▶ **Work instructions**:
Please format every line of the records below as a JSON list of strings, with one string per line and blank lines omitted.

=== Supplied data ===

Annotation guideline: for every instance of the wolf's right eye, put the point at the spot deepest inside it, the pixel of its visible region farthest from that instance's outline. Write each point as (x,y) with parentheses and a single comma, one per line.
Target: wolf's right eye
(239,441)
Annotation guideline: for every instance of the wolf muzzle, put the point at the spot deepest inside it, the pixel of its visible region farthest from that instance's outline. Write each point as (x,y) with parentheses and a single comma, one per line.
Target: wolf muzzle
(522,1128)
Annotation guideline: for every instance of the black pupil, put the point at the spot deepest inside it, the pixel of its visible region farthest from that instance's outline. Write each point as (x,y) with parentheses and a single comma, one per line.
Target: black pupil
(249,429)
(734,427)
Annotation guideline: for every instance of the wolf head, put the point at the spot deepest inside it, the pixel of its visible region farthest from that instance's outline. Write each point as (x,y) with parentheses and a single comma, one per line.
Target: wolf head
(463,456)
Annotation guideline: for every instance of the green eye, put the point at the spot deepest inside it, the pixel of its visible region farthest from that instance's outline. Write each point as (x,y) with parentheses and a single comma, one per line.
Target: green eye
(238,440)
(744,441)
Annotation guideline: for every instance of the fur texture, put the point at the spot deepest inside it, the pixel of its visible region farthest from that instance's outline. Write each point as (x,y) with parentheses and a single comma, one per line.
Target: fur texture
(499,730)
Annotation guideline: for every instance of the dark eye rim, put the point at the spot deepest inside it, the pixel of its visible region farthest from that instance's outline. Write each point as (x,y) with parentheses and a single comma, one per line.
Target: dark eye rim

===

▶ **The response**:
[
  "Annotation guideline: for every instance of the wolf's right eye, put the point at the spot deepest inside it, the pixel of its visible region farthest from that instance's outline. Write each point as (x,y) with parentheses and a single comma, one per line.",
  "Target: wolf's right eye",
  "(239,441)",
  "Annotation guideline: for every instance of the wolf muzzle, put the point at the spot deepest inside it, the pixel of its visible region farthest from that instance's outline. Write each point as (x,y) with parentheses and a single comma, one per line.",
  "Target: wolf muzzle",
  "(522,1128)",
  "Annotation guideline: for every instance of the black pupil, put the point at the spot deepest inside it, the pixel of its visible region farthest from that instance's outline. Write each point as (x,y) with parentheses and a single comma, one per line.",
  "Target: black pupil",
  "(249,429)",
  "(734,427)",
  "Annotation guideline: for every instance of the wolf head, put the point at the spot deepest inside it, the pixel of its visible region farthest from that instance's outline. Write each point as (x,y) with parentheses and a single comma, one per line.",
  "Target: wolf head",
  "(463,456)",
  "Annotation guideline: for every instance of the green eye, put the point at the spot deepest inside it, the pixel of its visible region farthest from that instance's outline. Write each point as (x,y) with parentheses and a single comma, one per line.",
  "Target: green eye",
  "(238,440)",
  "(744,441)",
  "Annotation guideline: for every instance of the fur texture, put the point at the spot deepest inside it, the pixel of its visible region farthest from that instance's outline. Write each point as (x,y) with parentheses and a single comma, one per line.",
  "Target: fur texture",
  "(499,730)",
  "Annotation guideline: for every instance of the dark eye rim, put the point at the spot deepest inside it, the pixel of its visible region farthest from that instance's outline. Write each point as (x,y) with parentheses and a single comma, one per line.",
  "Target: dark eye rim"
]